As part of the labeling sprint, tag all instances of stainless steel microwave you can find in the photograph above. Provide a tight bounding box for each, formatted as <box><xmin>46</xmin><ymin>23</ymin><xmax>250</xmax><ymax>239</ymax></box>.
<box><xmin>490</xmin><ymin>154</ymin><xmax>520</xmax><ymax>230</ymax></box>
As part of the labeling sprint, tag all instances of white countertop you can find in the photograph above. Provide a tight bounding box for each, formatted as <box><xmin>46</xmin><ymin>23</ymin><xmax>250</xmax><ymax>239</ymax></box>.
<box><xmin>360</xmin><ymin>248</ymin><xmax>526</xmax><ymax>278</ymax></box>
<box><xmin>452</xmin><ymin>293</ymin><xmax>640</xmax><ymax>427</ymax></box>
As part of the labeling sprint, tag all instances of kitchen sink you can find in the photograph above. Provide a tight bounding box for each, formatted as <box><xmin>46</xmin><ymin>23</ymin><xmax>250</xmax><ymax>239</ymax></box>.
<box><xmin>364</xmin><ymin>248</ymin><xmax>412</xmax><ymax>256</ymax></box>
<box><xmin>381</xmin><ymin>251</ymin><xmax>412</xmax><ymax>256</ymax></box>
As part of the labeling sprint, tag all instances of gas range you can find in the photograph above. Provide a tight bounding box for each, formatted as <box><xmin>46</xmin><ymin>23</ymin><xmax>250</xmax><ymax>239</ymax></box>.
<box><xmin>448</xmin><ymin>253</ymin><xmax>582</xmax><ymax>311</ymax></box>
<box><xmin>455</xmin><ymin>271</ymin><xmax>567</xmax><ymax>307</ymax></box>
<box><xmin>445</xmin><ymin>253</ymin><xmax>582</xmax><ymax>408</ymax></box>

★ ★ ★ ★ ★ ★ ★

Each line above is to be restated exactly.

As part of the labeling sprint, tag all instances of stainless steel microwave you can find in the photograph above. Provide a tight bounding box for each, formatted as <box><xmin>46</xmin><ymin>23</ymin><xmax>250</xmax><ymax>239</ymax></box>.
<box><xmin>490</xmin><ymin>154</ymin><xmax>520</xmax><ymax>230</ymax></box>
As part of the labeling sprint, tag all instances of white countertop you can find in the photograph above. Provide a tight bounding box for each, formatted as <box><xmin>46</xmin><ymin>23</ymin><xmax>250</xmax><ymax>239</ymax></box>.
<box><xmin>360</xmin><ymin>248</ymin><xmax>526</xmax><ymax>278</ymax></box>
<box><xmin>452</xmin><ymin>293</ymin><xmax>640</xmax><ymax>427</ymax></box>
As part of the labeling sprint, tag all instances of kitchen sink you can find in the photograph above. Provide a tight bounding box for each, formatted as <box><xmin>46</xmin><ymin>23</ymin><xmax>250</xmax><ymax>239</ymax></box>.
<box><xmin>364</xmin><ymin>248</ymin><xmax>412</xmax><ymax>256</ymax></box>
<box><xmin>381</xmin><ymin>251</ymin><xmax>412</xmax><ymax>256</ymax></box>
As part of the labeling sprint, tag all instances of gas range you can find in the photograph above. Provide a tight bounding box for each, formatted as <box><xmin>46</xmin><ymin>23</ymin><xmax>250</xmax><ymax>239</ymax></box>.
<box><xmin>448</xmin><ymin>253</ymin><xmax>582</xmax><ymax>311</ymax></box>
<box><xmin>455</xmin><ymin>271</ymin><xmax>567</xmax><ymax>307</ymax></box>
<box><xmin>445</xmin><ymin>253</ymin><xmax>582</xmax><ymax>408</ymax></box>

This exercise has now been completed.